**REQUIREMENTS**
Reproduce the blog post below in full, word for word.

Kate Rothwell's Blog, page 40
January 1, 2011
whoops
also I have to report that the durian outside in the composting bin is still intact. Scary, scary fruit.
the opposite of regret
The best thing -- the VERY best thing about not succeeding in a traditional sense (making big bucks etc, becoming famous, writing a best seller, finding True Love) -- is that at a certain point, you are released from expectations. The word potential is no longer used in your presence, and admit it -- that is a hell of an annoying word.
Once you're a failure, you are released from society's notice. Henceforth you get control and are allowed to set your own versions of success. Do not shy from this task of reassigning success to something you shall control. Hey, no one else wants it.
Erase all left-over disappointment, for this is a useless bit of baggage and drags you down to the standards and expectations that no longer apply (probably never did but what the hell--you tried anyway) You will unpack those old expectations, examine each bit -- maybe hold a ceremony to empty it all. I suggest something destructive because that is satisfying. Then hey! Then fling that outdated ersatz Louis Vuitton over the edge of the nearest dumpster. Okay, speaking of failure -- that metaphor is over. No more baggage. And this is a fine goal right there, bucko.
Define your own success.
It's scary and usually not easy (or even possible) to find the words or vision. Even more of a nuisance: You'll note that practically no one else sees or cares about your success. But, yo, so what? You do. You'll know. Turn up that end-of-movie music! You get that rush, the great sigh of relief, the moment of triumph when you stand at the top of the steps admiring the view. You're the one who's beaten the odds (or not, that's fine too) but hey, you'll have the relish of newly defined success.
The credits roll, it's the end of the day and you get the slow smile, the tip of the head to acknowledge the silent applause from heaven, the happy spin in the middle of a meadow, or your kitchen, where ever it hits you. Do it again, tomorrow.

**GIVEN DATA**
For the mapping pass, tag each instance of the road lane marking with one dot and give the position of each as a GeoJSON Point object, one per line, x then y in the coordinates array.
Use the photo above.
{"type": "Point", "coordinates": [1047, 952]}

**FINISHED TASK**
Kate Rothwell's Blog, page 40
January 1, 2011
whoops
also I have to report that the durian outside in the composting bin is still intact. Scary, scary fruit.
the opposite of regret
The best thing -- the VERY best thing about not succeeding in a traditional sense (making big bucks etc, becoming famous, writing a best seller, finding True Love) -- is that at a certain point, you are released from expectations. The word potential is no longer used in your presence, and admit it -- that is a hell of an annoying word.
Once you're a failure, you are released from society's notice. Henceforth you get control and are allowed to set your own versions of success. Do not shy from this task of reassigning success to something you shall control. Hey, no one else wants it.
Erase all left-over disappointment, for this is a useless bit of baggage and drags you down to the standards and expectations that no longer apply (probably never did but what the hell--you tried anyway) You will unpack those old expectations, examine each bit -- maybe hold a ceremony to empty it all. I suggest something destructive because that is satisfying. Then hey! Then fling that outdated ersatz Louis Vuitton over the edge of the nearest dumpster. Okay, speaking of failure -- that metaphor is over. No more baggage. And this is a fine goal right there, bucko.
Define your own success.
It's scary and usually not easy (or even possible) to find the words or vision. Even more of a nuisance: You'll note that practically no one else sees or cares about your success. But, yo, so what? You do. You'll know. Turn up that end-of-movie music! You get that rush, the great sigh of relief, the moment of triumph when you stand at the top of the steps admiring the view. You're the one who's beaten the odds (or not, that's fine too) but hey, you'll have the relish of newly defined success.
The credits roll, it's the end of the day and you get the slow smile, the tip of the head to acknowledge the silent applause from heaven, the happy spin in the middle of a meadow, or your kitchen, where ever it hits you. Do it again, tomorrow.